# DATA RECORDS:

_ _ _ _ _

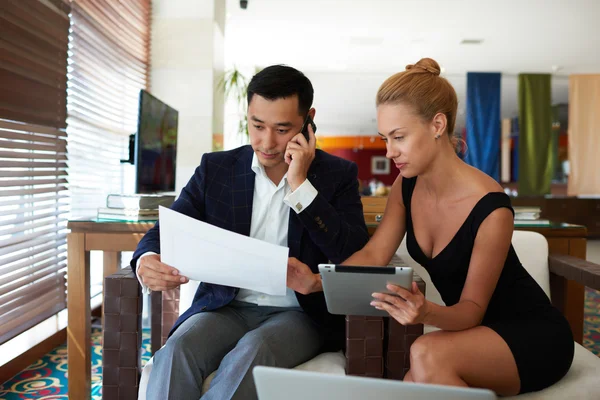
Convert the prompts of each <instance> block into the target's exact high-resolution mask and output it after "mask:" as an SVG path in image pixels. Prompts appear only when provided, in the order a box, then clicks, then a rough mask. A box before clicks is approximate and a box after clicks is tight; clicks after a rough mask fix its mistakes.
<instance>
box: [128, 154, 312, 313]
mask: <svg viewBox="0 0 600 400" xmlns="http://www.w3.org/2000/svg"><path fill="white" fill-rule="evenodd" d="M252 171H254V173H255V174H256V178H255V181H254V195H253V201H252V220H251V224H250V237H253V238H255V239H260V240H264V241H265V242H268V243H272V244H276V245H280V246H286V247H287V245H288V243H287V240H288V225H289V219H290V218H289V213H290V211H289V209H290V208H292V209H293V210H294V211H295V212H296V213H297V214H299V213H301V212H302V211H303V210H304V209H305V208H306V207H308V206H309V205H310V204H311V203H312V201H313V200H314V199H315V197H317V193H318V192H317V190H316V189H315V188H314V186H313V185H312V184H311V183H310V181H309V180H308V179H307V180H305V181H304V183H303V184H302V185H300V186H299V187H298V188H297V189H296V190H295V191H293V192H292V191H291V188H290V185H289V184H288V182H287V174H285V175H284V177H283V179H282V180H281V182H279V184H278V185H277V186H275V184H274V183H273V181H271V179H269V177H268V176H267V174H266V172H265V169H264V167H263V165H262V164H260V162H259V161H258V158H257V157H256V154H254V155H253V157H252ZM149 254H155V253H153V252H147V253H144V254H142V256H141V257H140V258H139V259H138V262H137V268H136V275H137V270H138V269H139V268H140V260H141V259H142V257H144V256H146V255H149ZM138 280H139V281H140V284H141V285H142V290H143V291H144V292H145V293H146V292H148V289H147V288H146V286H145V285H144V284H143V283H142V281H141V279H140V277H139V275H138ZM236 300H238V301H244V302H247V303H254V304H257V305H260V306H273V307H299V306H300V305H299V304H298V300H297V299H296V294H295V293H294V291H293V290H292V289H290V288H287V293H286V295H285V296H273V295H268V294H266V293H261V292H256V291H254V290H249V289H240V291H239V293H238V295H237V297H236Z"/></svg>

_ _ _ _ _

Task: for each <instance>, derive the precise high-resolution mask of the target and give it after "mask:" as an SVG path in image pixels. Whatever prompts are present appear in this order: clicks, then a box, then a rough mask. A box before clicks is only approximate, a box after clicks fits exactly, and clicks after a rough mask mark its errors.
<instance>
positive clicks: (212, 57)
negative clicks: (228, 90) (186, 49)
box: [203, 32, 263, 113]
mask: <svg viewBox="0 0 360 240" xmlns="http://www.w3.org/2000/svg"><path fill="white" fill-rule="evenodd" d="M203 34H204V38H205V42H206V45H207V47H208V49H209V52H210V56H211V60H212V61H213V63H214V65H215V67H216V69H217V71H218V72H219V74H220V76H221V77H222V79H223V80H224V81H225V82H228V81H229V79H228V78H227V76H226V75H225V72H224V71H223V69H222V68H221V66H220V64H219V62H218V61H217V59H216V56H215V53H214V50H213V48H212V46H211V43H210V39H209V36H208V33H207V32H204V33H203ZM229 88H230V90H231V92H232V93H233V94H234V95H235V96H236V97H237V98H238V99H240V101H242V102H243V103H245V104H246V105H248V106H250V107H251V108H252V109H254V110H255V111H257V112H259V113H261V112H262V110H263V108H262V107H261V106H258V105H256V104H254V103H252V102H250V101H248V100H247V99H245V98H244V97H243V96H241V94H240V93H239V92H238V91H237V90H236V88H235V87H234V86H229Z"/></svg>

_ _ _ _ _

# WHAT IS BEING ASKED:
Go through the listing above and list every line that has the word "only".

# WORKED SOLUTION:
Convert the prompts of each <instance> block into the target's exact high-resolution mask and output it after "mask:" as an SVG path in image pixels. Prompts appear only when provided, in the order a box, then clicks, then a rough mask. A box before clicks is approximate and a box after clicks is tight; clicks after a rough mask fix its mistakes.
Task: for each <instance>, derive the precise high-resolution mask of the target and give it after "mask:" as an SVG path in image pixels. Whatever prompts are present appear in this order: clicks, then a box, then a rough mask. A box before clicks is only approximate, a box after clicks fits exactly, and clicks after a rough mask mark its errors.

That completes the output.